#### [Task description]
In the contract excerpt, list each rule that section 8.5, "Books and Records," sets out, one per sentence and in order.

[Start of Text excerpt]

8.4 Review of Reports. If, within ninety (90) days after the Custodian makes
available to the Fund a statement with respect to the Accounts, the Fund has not given the
Custodian written notice of any exception or objection thereto, the statement shall be deemed to
have been approved, and in such case, the Custodian shall not be liable for any claims concerning
such statements.
8.5 Books and Records. The books and records pertaining to the Fund which are in
possession of the Custodian shall be the property of the Fund. Such books and records shall be
prepared and maintained as required by the ‘40 Act and the rules thereunder. The Fund, or its
authorized representatives, shall have access to such books and records during the Custodian’s
normal business hours. Upon the reasonable request of the Fund, copies of any such books and
records shall be provided by the Custodian to the Fund or its authorized representative. Upon the
reasonable request of the Fund, the Custodian shall provide in hard copy or on computer disc any
records included in any such delivery which are maintained by the Custodian on a computer disc, or
are similarly maintained.

[End of Text excerpt]
[Start of Data shown]

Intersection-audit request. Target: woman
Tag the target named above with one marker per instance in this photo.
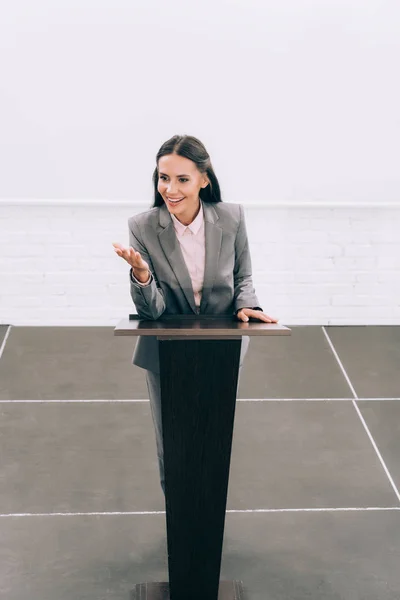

[End of Data shown]

#### [Answer below]
1. The Fund's books and records held by the Custodian are the Fund's property.
2. Those books and records must be prepared and maintained as the '40 Act and its rules require.
3. The Fund or its authorized representatives may access them during the Custodian's normal business hours.
4. On the Fund's reasonable request, the Custodian must provide copies of them to the Fund or its authorized representative.
5. On the Fund's reasonable request, the Custodian must provide, in hard copy or on computer disc, any records in such a delivery that it keeps on computer disc or in a similar way.